• _WORK REQUEST_: When you copy the data, keep every line exactly as written and skip the pictures.

• _RECORDED INFORMATION_:
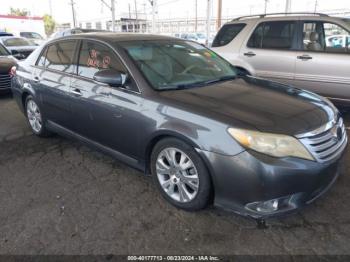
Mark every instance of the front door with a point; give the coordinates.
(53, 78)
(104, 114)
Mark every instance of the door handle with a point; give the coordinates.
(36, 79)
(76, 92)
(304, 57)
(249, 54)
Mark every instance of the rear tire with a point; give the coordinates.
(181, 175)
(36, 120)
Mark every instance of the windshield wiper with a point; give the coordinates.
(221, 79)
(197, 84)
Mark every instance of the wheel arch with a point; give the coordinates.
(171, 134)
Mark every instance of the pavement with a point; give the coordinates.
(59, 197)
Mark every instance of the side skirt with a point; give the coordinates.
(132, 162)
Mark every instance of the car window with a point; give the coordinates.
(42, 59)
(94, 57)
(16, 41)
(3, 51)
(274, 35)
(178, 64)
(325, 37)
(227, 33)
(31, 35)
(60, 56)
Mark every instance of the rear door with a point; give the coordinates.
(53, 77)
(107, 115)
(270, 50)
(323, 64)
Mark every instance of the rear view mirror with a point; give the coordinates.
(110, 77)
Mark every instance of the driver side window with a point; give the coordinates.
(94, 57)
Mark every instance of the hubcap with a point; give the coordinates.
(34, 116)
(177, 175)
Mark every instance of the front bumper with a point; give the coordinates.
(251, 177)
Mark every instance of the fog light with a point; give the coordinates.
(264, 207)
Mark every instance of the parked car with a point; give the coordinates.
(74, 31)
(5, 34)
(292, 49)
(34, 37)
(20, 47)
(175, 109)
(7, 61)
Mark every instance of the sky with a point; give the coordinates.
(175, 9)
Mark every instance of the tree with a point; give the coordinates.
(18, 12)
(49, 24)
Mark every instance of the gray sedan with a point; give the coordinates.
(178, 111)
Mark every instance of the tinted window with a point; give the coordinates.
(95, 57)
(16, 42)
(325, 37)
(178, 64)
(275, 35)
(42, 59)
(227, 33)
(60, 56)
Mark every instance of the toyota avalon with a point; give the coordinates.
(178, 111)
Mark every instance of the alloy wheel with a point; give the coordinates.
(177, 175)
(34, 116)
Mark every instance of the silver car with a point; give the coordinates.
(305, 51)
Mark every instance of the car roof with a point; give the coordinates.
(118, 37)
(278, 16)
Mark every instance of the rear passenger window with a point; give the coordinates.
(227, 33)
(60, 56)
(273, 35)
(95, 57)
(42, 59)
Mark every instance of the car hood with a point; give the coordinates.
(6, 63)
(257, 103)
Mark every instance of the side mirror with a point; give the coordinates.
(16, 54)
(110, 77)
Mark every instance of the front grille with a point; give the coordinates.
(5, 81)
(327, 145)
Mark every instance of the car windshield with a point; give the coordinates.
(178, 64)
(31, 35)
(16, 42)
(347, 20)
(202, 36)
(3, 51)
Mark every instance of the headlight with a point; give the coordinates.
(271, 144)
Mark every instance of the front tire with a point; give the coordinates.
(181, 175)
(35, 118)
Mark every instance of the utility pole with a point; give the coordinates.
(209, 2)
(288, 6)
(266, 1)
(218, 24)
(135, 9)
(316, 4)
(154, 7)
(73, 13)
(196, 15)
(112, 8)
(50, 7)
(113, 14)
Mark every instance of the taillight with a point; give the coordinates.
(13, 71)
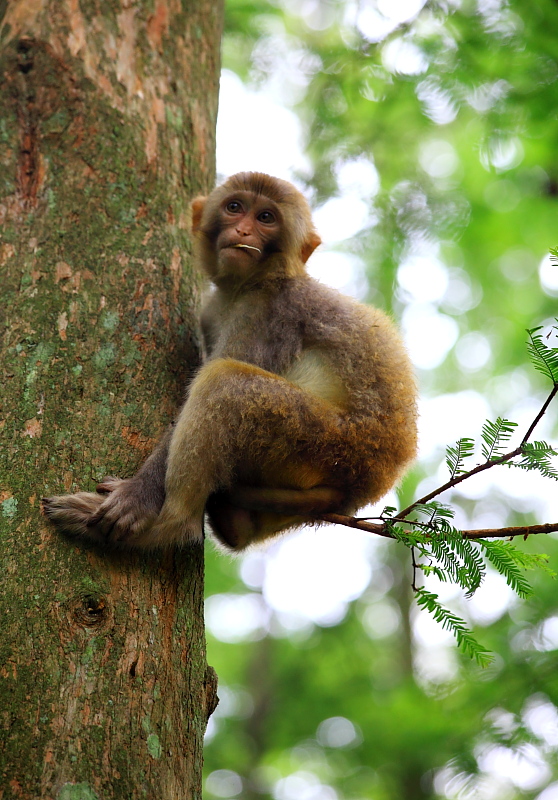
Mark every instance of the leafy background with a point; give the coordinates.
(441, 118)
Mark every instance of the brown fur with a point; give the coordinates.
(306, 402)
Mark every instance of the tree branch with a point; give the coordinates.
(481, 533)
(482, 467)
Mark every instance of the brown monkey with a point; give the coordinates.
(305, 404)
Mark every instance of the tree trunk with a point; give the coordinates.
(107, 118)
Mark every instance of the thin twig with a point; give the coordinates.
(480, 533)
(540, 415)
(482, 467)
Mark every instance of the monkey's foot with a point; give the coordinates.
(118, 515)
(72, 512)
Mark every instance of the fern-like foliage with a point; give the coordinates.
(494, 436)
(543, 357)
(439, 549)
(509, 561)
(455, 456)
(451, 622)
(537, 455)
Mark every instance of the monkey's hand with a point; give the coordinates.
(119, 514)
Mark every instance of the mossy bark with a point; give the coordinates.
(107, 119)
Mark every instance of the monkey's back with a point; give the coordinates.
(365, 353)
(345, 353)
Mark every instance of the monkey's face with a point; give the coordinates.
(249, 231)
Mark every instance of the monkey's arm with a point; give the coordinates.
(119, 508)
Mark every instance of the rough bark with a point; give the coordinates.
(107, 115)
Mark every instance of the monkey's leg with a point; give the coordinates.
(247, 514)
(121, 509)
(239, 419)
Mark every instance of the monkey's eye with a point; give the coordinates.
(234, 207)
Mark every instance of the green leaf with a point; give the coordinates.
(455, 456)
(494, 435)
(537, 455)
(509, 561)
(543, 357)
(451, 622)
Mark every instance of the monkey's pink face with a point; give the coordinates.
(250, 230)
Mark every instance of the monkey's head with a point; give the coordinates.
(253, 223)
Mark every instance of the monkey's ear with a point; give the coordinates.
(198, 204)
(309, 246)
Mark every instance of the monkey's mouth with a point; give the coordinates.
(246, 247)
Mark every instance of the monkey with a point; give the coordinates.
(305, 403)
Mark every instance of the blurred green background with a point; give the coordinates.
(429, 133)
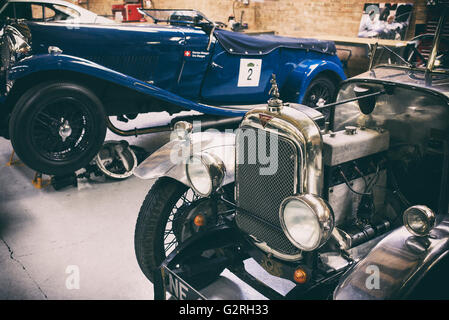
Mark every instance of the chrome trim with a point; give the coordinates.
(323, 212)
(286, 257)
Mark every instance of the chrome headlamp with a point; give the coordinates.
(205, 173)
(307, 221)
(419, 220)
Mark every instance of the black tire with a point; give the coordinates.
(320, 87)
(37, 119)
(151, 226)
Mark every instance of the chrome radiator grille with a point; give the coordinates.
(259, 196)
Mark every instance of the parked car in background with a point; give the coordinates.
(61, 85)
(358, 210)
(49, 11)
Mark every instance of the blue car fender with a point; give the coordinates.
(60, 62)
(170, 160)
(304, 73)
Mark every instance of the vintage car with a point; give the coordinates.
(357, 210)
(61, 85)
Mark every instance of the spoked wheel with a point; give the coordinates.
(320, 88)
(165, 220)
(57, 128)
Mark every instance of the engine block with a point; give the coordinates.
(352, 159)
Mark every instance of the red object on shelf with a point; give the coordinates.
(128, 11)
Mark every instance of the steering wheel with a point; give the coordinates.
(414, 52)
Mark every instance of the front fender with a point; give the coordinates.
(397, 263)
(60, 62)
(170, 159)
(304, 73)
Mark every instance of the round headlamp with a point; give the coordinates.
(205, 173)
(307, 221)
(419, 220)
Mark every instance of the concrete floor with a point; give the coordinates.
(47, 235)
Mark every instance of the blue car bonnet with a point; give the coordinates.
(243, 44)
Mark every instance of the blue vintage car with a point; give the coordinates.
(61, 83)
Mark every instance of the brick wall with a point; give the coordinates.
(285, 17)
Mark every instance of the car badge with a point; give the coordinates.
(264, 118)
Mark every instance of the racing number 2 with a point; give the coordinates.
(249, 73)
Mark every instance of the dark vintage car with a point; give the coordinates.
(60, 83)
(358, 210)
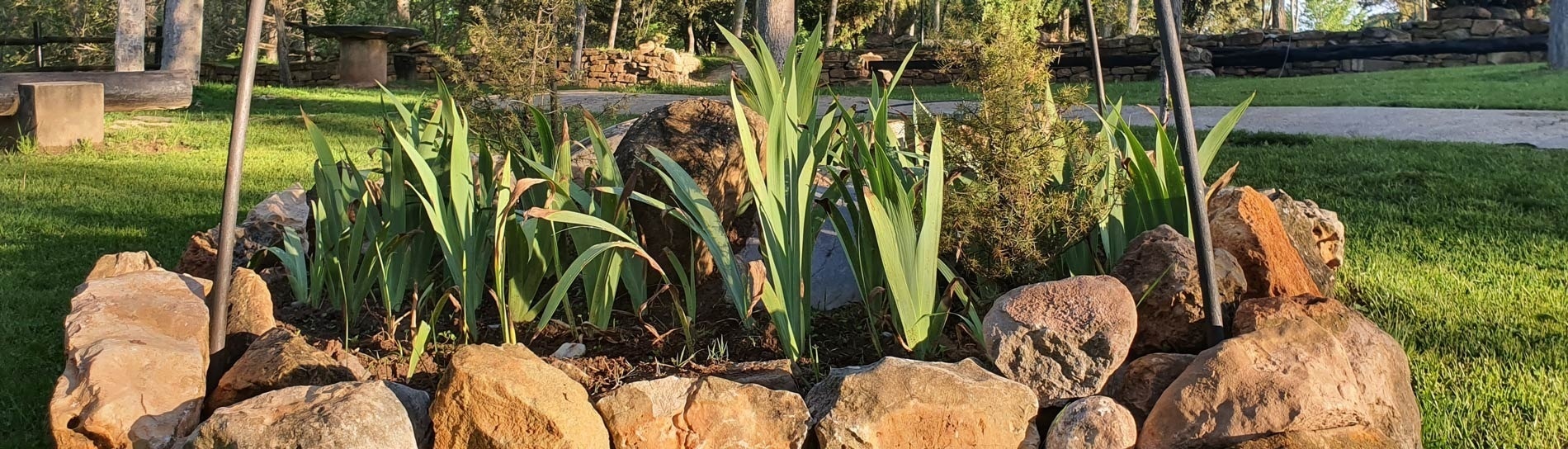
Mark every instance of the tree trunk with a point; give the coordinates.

• _ANSWER SPACE_:
Mark every instance of the front door with a point; give the coordinates.
(53, 78)
(104, 114)
Mark every instance of the door handle with a point; give the coordinates.
(36, 79)
(76, 92)
(304, 57)
(249, 54)
Mark every instance of the rear tire with a point; give the coordinates.
(181, 175)
(36, 120)
Mark every instance of the windshield wiper with a point; give the coordinates.
(221, 79)
(197, 84)
Mark every instance of the wheel arch with a point; give the coordinates.
(171, 134)
Mark every instance of the pavement with a point; give the coordinates.
(59, 197)
Mark every instance of the side skirt with a point; give the coordinates.
(132, 162)
Mark every instance of the car window with a point; give the coordinates.
(42, 59)
(94, 57)
(16, 41)
(3, 51)
(274, 35)
(178, 64)
(325, 37)
(227, 33)
(31, 35)
(60, 56)
Mark every instance of the rear door with a point; give the coordinates.
(53, 77)
(107, 115)
(270, 50)
(323, 64)
Mark every instance of the rear view mirror with a point; give the coordinates.
(110, 77)
Mark every instance of the driver side window with a point; give the coordinates.
(94, 57)
Mark every instance of the hubcap with a point; give the coordinates.
(34, 116)
(177, 175)
Mark every instance of the front bumper with a point; give the coordinates.
(251, 177)
Mark every instance of the fog light with a point; give the coordinates.
(264, 207)
Mark every instance of the parked car with a point; give the coordinates.
(74, 31)
(5, 34)
(292, 49)
(34, 37)
(20, 47)
(175, 109)
(7, 61)
Mark every instance of the sky with a point; give the coordinates.
(175, 9)
Mark every instance of the tree with a point; give the coordinates.
(18, 12)
(49, 24)
Mark every instance of the gray sedan with a point; give the coordinates.
(178, 111)
Mark every instance of the tinted window with a point; give the coordinates.
(95, 57)
(16, 42)
(325, 37)
(178, 64)
(275, 35)
(42, 59)
(227, 33)
(60, 56)
Mark every instance of the toyota avalon with a point; give the coordinates.
(178, 111)
Mark every instance of the alloy wheel with a point; give the coordinates.
(177, 175)
(34, 116)
Mark every instance of the silver car with a point; give the coordinates.
(305, 51)
Mark every instance of the car roof with a point; give the coordinates.
(118, 37)
(278, 16)
Mark every instance of the rear passenger window with a point; give the coordinates.
(227, 33)
(60, 56)
(273, 35)
(95, 57)
(42, 59)
Mark every instance of the car hood with a point; give the coordinates.
(6, 63)
(257, 103)
Mark every instance of the side mirror with a point; give the coordinates.
(16, 54)
(110, 77)
Mark every instance of the front grille with a point; give the coordinates.
(5, 81)
(327, 145)
Mark every instance of the car windshield with a point; give the coordinates.
(178, 64)
(31, 35)
(16, 42)
(347, 20)
(202, 36)
(3, 51)
Mark every instance of the headlight with a point; give the coordinates.
(271, 144)
Mark every instance of the front tire with a point; give the coordinates.
(181, 175)
(35, 118)
Mark every instance of the utility pole with a point; give the coordinates.
(209, 2)
(288, 6)
(266, 1)
(218, 24)
(135, 9)
(316, 4)
(154, 7)
(73, 13)
(196, 15)
(112, 8)
(50, 7)
(113, 14)
Mark every instance of the taillight with a point; give the coordinates.
(13, 71)
Mark every instance of the leafy background with a point; give the coordinates.
(441, 118)
Mark every instance of the brown fur with a point; give the coordinates.
(306, 402)
Mark every instance of the tree branch with a point; give the coordinates.
(481, 533)
(482, 467)
Mark every instance of the brown monkey with a point; give the coordinates.
(305, 404)
Mark every instance of the tree trunk with a point; give the coordinates.
(107, 118)
Mark every instance of the thin twig with a point; give the coordinates.
(480, 533)
(540, 415)
(482, 467)
Mark every instance of the monkey's foot with a point; give the coordinates.
(118, 515)
(72, 512)
Mark every instance of the fern-like foliage with a point; give the coordinates.
(494, 436)
(543, 357)
(439, 549)
(509, 561)
(455, 456)
(451, 622)
(537, 455)
Mark every instance of the monkey's hand with a point; give the coordinates.
(119, 514)
Mark every instance of the mossy bark with a point; give the coordinates.
(107, 119)
Mark every instance of the monkey's back with a point; give the coordinates.
(365, 353)
(345, 353)
Mark every instance of the monkey's face with a point; give the coordinates.
(249, 231)
Mark every instance of the monkey's arm with a point; give the coordinates.
(119, 508)
Mark every instance of the rough bark with a point; give the coordinates.
(107, 115)
Mark every instance of the monkey's leg with a point; give the coordinates.
(247, 514)
(121, 509)
(239, 419)
Mark every instance of the monkey's eye with a point; give the coordinates.
(234, 207)
Mark every instance of the green leaf with a point; give the coordinates.
(455, 456)
(494, 435)
(537, 455)
(509, 561)
(543, 357)
(451, 622)
Mark every instance of the monkey's pink face with a point; give the coordinates.
(250, 230)
Mark every instance of the monkey's head with a point; give the coordinates.
(253, 223)
Mark every instance of the monkey's ear with a point; give the coordinates.
(198, 204)
(309, 246)
Mark every instance of the monkey's mouth with a point; give the coordinates.
(246, 247)
Mark every instance of the monkey with a point; give the coordinates.
(305, 403)
Mark every instance of the blurred green background with a point; give the coordinates.
(429, 133)
Mark every instance of the chrome trim with a point; give the coordinates.
(323, 212)
(286, 257)
Mark every instance of the chrome headlamp with a point; give the coordinates.
(205, 173)
(307, 221)
(419, 220)
Mark every instance of the black tire with a point; give the coordinates.
(320, 87)
(37, 119)
(151, 226)
Mark every instance of the chrome radiator grille with a point; give the coordinates.
(259, 196)
Mark every instance of the parked car in background with a point; give the coordinates.
(61, 85)
(358, 210)
(49, 11)
Mark every instance of the blue car fender with a point; give the coordinates.
(60, 62)
(170, 160)
(304, 73)
Mark every instance of the vintage car with a point; give the coordinates.
(357, 210)
(61, 85)
Mark every instance of the spoked wheel with a point; give the coordinates.
(320, 88)
(165, 220)
(57, 128)
Mark every instance of the engine block with a point; give the coordinates.
(352, 159)
Mark every instance of the red object on shelf with a point; give the coordinates.
(128, 11)
Mark every instance of the steering wheel with a point; give the coordinates.
(414, 52)
Mark every instance of the front fender with a point; give the coordinates.
(397, 263)
(60, 62)
(170, 159)
(304, 73)
Mark every instance of the round headlamp with a point; give the coordinates.
(205, 173)
(307, 221)
(419, 220)
Mark every instance of the concrete floor with a point; give the coordinates.
(47, 235)
Mark every instance of the blue car bonnet with a point; give the coordinates.
(243, 44)
Mark every instance of the blue vintage car with a point; give the coordinates.
(61, 83)
Mark every instance of the brick wall with a point; give the coordinates.
(285, 17)
Mark every instance of the car badge with a point; give the coordinates.
(264, 118)
Mark every instance of the racing number 2 with a point; give the coordinates.
(249, 73)
Mark every instance of the dark vintage car with a point; give the coordinates.
(60, 83)
(358, 210)
Mark every instance of the tree trunk with a point; give the coordinates.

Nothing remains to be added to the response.